**YOUR TASK:** Your answer should be the lines from the one containing "what_to_find = every instance of concrete staircase" through the final line below, copied exactly.

**DATASET:**
────────────────────

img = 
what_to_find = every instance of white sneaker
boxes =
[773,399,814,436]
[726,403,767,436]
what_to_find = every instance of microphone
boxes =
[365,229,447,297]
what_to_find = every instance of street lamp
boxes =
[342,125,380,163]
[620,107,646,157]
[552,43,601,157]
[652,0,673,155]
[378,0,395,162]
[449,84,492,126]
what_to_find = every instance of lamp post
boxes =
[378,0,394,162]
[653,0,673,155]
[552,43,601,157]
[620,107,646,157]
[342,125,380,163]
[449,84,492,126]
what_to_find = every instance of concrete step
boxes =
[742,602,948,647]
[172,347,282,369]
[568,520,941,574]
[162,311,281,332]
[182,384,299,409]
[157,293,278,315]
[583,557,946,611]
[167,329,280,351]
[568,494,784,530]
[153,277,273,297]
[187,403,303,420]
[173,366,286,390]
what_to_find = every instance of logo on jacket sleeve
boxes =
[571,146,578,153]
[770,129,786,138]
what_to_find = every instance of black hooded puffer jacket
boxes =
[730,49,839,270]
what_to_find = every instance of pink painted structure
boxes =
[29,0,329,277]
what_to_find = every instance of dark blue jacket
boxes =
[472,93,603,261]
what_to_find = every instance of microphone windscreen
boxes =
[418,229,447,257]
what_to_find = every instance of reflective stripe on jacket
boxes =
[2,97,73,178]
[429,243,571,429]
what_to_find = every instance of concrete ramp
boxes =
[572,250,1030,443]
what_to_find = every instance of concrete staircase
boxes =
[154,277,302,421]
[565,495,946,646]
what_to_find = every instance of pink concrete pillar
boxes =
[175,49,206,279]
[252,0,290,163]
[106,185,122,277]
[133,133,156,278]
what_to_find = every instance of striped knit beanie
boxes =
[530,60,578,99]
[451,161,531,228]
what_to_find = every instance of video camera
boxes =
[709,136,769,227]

────────────────────

**REPLY:**
what_to_find = every instance of concrete staircase
boxes =
[154,277,302,421]
[565,495,946,646]
what_to_find = every instance of pink concrete pillar
boxes =
[175,49,206,279]
[252,0,290,163]
[106,185,122,277]
[133,133,156,278]
what_to_find = every instance of striped knit beanie
boxes =
[530,60,578,99]
[451,161,531,228]
what_to_find = every instance of video camera
boxes =
[709,136,769,227]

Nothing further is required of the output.